Document extract:

In the midst of the ongoing debate over community safety policies, the editorial board of leading Spanish language outlet La Opinion weighed in last week, lending a much needed perspective.  The piece is a must read and puts the tragedy in San Francisco in context: it is the byproduct of a broken system and an unintended consequence of Congress’ failure to address meaningful immigration reform.

The full piece is available online here and follows below: 

The murder of Kathryn Steinle at the hands of an undocumented man in San Francisco reflects the communication problems, the erred decisions and the obsolescence of the current immigration system. The easy answer – to avoid dealing with the underlying problem – is to eliminate all sanctuary cities, but this reasoning fails to understand why they were created in the first place.

Suspect Juan Francisco López-Sánchez, who was first detained for an old drug charge, had a long criminal history that would have called for him to be handed over to Immigration and Customs Enforcement for deportation. However, after some legal consultation, San Francisco sheriff Ross Mirkarimi decided not to do so. The facts have proven that this was a crass mistake.

It could be argued that the crime would not have happened if López-Sánchez would have been deported the same way you could say that, if immigration reform had been approved by now, the rules would be clear for local authorities and this man would not have been let go. The local and immigration authorities’ discretionary use of authority has led to the release of felons who became repeat offenders, albeit less frequently than the nation’s average. This reflects the results of several other studies that show that immigrants tend to commit less crime than people born here.

Still, all of this falls on deaf ears who only understand murders committed by undocumented as a confirmation of a stereotype, and who point at these cases to justify that Congress should take strong action eliminate sanctuary cities. Moreover, a measure currently in the House of Representatives seeks to cut Homeland Security funding allocated for these cities.

These critics do not listen to the police departments in those cities either, who stress the need to establish a relationship of trust with immigrant communities so that people are willing to cooperate in crime investigations without fear of deportation. This legislative blindness provide for public safety measures that sound good on paper but turn out to be dangerous in real life.

The easy route is to panic over the San Francisco murder. The hard route is to acknowledge that immigration reform could have prevented a crime such as this one, without the need for sanctuaries or executive orders. However, to understand that, a leadership is needed that is currently nonexistent in Congress.

Task requirements: Say whether each statement below agrees with the sanctuary cities editorial, answering yes or no and quoting the deciding words: (a) The San Francisco sheriff chose not to hand the suspect over after legal consultation. (b) The text states that immigrants tend to commit more crime than people born in the country. (c) A measure in the House of Representatives seeks to raise Homeland Security funding for sanctuary cities.

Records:

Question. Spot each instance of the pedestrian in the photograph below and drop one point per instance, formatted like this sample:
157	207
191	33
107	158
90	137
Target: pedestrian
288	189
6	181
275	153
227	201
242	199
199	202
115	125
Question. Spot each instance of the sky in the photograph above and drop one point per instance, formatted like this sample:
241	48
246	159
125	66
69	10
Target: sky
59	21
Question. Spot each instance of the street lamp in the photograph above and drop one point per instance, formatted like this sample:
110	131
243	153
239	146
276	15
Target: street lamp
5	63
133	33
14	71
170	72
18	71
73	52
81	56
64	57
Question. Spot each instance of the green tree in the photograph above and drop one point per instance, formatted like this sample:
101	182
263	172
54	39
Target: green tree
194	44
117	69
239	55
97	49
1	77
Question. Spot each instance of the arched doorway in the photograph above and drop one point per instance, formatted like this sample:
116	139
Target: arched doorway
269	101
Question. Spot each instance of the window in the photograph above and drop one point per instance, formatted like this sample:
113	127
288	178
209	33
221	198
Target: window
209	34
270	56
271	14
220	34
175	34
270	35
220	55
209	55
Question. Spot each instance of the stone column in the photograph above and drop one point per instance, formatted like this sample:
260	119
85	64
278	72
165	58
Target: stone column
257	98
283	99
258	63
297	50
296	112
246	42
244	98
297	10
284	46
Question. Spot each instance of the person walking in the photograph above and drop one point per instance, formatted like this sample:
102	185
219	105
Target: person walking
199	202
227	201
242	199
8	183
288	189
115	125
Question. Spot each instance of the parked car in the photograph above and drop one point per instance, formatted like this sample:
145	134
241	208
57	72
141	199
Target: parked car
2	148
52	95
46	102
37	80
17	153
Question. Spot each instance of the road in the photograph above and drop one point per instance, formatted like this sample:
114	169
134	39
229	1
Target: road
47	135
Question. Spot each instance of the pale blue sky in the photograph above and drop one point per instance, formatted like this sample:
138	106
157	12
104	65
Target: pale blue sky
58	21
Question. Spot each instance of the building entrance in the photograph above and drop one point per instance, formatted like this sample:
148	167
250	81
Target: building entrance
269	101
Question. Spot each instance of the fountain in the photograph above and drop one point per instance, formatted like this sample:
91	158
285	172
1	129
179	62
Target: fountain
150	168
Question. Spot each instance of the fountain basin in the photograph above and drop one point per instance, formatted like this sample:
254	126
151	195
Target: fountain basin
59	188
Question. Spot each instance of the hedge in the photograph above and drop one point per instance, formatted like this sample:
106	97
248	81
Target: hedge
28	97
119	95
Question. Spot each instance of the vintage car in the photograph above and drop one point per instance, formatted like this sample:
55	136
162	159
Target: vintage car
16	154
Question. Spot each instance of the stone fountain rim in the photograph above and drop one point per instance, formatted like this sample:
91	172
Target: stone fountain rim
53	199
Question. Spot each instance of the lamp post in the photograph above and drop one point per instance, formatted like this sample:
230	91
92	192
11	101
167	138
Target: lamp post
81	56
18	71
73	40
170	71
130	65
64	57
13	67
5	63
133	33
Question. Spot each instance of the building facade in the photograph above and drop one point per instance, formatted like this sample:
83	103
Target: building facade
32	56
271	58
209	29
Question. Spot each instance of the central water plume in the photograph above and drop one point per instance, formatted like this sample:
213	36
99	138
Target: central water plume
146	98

Expected output:
(a) Yes: "However, after some legal consultation, San Francisco sheriff Ross Mirkarimi decided not to do so."
(b) No: "immigrants tend to commit less crime than people born here."
(c) No: "a measure currently in the House of Representatives seeks to cut Homeland Security funding allocated for these cities."